**ACTIVITY**. Write the entries out exactly, with the final line being the one containing "Locates the metal".

**PROVIDED ENTRIES**.
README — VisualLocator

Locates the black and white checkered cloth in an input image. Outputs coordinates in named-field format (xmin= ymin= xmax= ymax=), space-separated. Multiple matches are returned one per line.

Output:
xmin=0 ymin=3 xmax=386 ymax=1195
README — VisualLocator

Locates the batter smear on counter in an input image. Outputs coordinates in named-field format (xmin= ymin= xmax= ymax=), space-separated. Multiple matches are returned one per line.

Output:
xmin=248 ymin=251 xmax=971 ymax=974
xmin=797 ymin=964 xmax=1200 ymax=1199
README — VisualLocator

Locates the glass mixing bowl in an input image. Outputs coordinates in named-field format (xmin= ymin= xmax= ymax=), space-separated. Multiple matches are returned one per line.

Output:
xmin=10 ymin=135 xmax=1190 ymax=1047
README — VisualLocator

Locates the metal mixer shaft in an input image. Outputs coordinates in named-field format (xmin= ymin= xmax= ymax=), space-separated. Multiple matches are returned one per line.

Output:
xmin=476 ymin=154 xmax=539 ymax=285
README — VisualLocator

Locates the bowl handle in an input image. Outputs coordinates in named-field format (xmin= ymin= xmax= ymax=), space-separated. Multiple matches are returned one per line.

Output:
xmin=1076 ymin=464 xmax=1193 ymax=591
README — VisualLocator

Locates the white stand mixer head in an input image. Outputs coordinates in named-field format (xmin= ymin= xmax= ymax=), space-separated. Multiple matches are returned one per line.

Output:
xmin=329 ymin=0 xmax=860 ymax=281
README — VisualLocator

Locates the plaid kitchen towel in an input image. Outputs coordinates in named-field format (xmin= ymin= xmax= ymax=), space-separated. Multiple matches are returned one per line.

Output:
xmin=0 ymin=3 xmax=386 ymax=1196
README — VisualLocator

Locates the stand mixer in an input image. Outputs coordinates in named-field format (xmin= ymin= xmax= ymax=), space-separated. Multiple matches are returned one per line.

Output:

**EXERCISE RESPONSE**.
README — VisualLocator

Locates the black and white checkered cloth in an input image. Outputs coordinates in named-field format (xmin= ymin= xmax= ymax=), space-separated. Multiple matches are returned one per line.

Output:
xmin=0 ymin=3 xmax=386 ymax=1195
README — VisualLocator

Locates the batter smear on counter in an input image. Outputs coordinates in named-field format (xmin= ymin= xmax= ymax=), space-separated. Multiple matches are returned one per line.

Output:
xmin=248 ymin=251 xmax=971 ymax=974
xmin=797 ymin=964 xmax=1200 ymax=1199
README — VisualLocator

Locates the glass mixing bowl in an input image. Outputs coordinates in named-field format (xmin= ymin= xmax= ymax=), space-separated. Multiple matches are returned one per line.

Output:
xmin=10 ymin=135 xmax=1190 ymax=1047
README — VisualLocator

Locates the metal mixer shaft in an input image. Outputs coordinates in named-field format (xmin= ymin= xmax= ymax=), space-separated. Multiple matches are returned one per line.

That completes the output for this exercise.